Dataset excerpts on object pointing
##########
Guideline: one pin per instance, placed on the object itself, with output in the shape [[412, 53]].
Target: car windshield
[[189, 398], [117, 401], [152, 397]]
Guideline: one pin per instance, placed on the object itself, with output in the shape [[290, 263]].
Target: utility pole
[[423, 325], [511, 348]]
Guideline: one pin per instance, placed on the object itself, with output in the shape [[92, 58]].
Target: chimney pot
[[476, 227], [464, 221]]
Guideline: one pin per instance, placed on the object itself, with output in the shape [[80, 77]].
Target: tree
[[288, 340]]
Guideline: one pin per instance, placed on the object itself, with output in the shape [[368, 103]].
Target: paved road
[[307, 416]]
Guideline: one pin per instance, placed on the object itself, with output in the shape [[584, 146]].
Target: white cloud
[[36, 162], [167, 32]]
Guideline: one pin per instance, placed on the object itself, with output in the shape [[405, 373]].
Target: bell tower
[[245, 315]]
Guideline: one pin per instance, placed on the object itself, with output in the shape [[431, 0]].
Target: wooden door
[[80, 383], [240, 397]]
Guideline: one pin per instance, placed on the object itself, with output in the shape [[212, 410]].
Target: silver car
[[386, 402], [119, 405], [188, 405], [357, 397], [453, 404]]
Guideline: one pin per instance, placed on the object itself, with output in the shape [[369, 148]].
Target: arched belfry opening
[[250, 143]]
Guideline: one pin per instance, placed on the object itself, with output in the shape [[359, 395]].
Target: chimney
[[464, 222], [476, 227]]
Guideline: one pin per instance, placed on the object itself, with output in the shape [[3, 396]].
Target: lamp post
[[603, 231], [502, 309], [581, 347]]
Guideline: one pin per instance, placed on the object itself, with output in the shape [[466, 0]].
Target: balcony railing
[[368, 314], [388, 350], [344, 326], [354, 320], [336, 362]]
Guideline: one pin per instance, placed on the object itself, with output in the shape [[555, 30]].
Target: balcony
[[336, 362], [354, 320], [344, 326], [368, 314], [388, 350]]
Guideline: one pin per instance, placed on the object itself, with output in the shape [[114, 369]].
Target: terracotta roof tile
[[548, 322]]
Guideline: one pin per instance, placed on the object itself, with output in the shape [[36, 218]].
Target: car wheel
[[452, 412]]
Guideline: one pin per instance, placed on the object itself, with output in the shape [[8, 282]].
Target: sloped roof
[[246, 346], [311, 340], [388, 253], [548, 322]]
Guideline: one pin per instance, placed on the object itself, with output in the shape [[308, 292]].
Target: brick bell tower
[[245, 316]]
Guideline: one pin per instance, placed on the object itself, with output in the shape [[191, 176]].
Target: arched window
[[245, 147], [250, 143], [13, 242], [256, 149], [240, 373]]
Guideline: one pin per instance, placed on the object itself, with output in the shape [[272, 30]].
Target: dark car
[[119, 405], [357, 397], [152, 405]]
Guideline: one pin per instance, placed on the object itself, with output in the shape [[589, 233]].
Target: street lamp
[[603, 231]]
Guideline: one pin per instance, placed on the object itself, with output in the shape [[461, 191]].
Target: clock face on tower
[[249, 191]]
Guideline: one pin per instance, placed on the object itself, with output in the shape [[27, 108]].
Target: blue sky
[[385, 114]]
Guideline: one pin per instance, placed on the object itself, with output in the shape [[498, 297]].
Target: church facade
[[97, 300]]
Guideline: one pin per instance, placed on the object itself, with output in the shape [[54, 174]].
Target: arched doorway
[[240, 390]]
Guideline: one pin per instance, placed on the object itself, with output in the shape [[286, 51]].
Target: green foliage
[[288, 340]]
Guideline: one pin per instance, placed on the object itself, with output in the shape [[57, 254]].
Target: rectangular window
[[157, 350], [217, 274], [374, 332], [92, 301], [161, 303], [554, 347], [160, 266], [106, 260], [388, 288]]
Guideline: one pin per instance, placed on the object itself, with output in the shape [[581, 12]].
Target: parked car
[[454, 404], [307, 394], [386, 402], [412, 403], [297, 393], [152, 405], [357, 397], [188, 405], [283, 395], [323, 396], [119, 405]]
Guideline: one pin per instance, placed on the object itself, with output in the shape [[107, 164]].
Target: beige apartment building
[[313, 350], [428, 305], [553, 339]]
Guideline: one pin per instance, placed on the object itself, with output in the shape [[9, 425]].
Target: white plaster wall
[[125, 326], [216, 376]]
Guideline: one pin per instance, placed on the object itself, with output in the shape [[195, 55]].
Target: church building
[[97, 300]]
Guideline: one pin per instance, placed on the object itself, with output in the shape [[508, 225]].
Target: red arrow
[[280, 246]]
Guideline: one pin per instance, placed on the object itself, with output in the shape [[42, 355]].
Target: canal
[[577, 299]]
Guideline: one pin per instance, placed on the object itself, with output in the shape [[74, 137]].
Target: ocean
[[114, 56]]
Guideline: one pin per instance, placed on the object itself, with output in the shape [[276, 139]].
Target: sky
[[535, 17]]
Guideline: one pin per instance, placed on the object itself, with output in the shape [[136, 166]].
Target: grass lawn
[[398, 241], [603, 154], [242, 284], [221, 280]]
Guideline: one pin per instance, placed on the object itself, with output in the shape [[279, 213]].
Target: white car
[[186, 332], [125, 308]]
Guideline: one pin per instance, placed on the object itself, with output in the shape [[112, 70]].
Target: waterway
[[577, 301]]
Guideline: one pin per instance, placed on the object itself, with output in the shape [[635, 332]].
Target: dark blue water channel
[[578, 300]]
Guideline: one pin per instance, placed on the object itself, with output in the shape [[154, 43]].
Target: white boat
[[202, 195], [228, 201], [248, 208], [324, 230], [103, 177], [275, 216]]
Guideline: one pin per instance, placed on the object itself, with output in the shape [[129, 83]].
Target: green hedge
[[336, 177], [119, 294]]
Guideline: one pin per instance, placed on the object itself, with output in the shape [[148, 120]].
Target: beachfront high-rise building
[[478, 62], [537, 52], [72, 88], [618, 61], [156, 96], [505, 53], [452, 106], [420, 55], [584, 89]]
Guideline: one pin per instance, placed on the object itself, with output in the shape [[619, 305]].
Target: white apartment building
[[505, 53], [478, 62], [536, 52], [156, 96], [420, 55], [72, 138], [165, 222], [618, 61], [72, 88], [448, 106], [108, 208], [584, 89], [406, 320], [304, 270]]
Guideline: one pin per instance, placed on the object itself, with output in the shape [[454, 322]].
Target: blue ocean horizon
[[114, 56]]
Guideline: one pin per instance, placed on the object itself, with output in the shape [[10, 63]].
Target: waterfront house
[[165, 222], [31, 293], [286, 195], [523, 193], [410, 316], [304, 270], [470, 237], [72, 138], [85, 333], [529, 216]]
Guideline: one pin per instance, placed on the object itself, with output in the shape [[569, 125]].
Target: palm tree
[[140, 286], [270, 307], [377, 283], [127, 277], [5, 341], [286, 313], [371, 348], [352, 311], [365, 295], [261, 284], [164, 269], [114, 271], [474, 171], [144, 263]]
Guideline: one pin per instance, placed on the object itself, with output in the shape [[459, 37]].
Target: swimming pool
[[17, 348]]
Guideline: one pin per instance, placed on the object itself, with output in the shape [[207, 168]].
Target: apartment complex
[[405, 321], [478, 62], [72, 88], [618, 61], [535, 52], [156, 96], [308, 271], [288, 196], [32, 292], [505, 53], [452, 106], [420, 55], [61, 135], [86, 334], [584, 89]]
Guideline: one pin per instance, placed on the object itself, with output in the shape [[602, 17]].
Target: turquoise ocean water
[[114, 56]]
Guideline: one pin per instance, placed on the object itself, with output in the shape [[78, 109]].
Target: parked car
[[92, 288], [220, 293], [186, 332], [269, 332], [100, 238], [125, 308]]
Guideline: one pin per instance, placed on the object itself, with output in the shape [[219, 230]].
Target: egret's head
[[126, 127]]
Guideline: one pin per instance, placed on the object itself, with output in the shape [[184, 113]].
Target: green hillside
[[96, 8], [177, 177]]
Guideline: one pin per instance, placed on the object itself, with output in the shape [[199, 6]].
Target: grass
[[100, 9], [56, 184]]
##########
Set task -
Copy the data from the line with "shape [[369, 148]]." up to and including the line with "[[368, 314], [388, 350], [344, 326], [354, 320], [336, 362]]", switching each "Target" to "Label" and changing nothing else.

Problem solution -
Guideline: one pin per instance, placed on the object itself, with output in the shape [[369, 148]].
Label: arched belfry opening
[[250, 143]]
Guideline: one pin per instance, placed on the object itself, with output in the shape [[359, 395]].
Label: chimney
[[464, 222], [476, 227]]
Guideline: one pin per instance, placed on the object itself, with output in the shape [[3, 396]].
Label: lamp post
[[603, 231], [502, 309], [581, 347]]
Guideline: one pin per instance, placed on the object itself, with output in the shape [[466, 0]].
Label: balcony railing
[[368, 314], [388, 350], [344, 326], [354, 320], [336, 362]]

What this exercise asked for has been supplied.